Set out the lines below as a numbered list, omitting any blank lines.

## Task input
========================
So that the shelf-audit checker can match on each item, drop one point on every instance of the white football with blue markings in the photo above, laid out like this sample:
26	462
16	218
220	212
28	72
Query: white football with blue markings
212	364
========================
## Output of the exercise
1. So that the shelf-audit checker can match on each item, drop one point on every instance of the white football with blue markings in the photo above, laid out like this sample:
2. 26	462
3. 16	218
4. 220	212
5. 28	72
6. Query: white football with blue markings
7. 212	364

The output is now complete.